— START OF Data —
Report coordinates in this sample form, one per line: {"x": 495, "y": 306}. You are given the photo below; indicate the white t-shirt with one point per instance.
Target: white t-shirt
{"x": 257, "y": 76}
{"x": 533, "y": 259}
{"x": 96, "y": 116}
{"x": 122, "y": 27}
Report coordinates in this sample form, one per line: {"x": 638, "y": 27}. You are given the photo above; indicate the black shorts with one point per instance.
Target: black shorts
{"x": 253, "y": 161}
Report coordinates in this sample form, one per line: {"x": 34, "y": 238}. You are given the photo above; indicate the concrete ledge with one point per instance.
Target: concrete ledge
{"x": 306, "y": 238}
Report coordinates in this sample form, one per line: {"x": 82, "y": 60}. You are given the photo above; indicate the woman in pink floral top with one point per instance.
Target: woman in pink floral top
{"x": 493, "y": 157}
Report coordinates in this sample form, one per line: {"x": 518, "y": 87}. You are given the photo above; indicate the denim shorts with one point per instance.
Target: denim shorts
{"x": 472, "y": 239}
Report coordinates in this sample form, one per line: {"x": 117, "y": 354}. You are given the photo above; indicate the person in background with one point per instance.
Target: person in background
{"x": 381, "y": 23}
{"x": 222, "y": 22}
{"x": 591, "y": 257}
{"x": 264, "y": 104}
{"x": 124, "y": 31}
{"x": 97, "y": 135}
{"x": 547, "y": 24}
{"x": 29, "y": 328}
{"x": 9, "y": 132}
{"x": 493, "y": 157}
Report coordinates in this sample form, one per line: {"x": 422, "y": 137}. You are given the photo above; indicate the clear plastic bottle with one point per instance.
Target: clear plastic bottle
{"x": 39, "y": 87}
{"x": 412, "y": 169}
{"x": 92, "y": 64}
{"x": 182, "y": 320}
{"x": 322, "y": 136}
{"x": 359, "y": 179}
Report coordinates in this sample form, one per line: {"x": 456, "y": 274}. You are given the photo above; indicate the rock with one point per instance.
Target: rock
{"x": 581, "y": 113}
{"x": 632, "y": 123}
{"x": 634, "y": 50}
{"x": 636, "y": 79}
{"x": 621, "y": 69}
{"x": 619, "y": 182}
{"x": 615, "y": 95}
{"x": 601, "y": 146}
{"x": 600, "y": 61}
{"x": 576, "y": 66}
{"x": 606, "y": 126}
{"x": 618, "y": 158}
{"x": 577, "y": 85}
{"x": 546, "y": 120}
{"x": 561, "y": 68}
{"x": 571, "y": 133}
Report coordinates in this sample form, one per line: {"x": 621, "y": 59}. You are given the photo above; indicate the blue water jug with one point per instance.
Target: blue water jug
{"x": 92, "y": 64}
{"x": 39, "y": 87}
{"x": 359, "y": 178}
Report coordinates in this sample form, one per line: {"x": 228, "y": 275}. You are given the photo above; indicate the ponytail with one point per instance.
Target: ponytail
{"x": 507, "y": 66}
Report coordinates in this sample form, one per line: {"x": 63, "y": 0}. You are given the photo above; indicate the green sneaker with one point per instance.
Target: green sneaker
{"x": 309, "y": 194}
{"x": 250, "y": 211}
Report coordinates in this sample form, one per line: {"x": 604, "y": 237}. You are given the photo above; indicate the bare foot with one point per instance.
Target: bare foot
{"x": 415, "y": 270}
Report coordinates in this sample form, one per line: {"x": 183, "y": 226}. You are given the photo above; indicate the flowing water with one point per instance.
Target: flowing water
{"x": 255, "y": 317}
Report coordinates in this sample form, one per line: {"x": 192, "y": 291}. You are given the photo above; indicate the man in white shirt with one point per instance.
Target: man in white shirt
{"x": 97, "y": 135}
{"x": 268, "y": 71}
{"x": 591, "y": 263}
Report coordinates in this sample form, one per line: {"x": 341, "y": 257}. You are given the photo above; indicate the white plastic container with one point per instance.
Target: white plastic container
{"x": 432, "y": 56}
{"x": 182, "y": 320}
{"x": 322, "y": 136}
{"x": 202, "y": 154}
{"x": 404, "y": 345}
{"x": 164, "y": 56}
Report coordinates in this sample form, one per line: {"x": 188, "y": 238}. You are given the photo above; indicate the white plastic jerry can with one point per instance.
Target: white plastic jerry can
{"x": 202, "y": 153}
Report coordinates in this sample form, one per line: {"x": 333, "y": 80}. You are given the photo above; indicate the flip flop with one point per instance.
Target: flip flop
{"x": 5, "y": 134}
— END OF Data —
* **Requirements**: Your output consists solely of the lines from the one with "container with one point per instance." through the last line, copied exactly.

* **Answer to the problem**:
Report coordinates in this sample form, one per line: {"x": 341, "y": 257}. You are given the photo above; indicate the white plastic container with one point per instance.
Target: white plastic container
{"x": 432, "y": 56}
{"x": 182, "y": 320}
{"x": 322, "y": 136}
{"x": 202, "y": 154}
{"x": 404, "y": 345}
{"x": 164, "y": 56}
Report coordinates in this sample form, one per line: {"x": 188, "y": 238}. You are given the photo above; indicate the white plastic jerry can with one point per instance.
Target: white plastic jerry can
{"x": 202, "y": 153}
Report coordinates in this sample form, one per line: {"x": 333, "y": 80}. You are given the photo above; indicate the flip flop with one point per instance.
Target: flip flop
{"x": 5, "y": 134}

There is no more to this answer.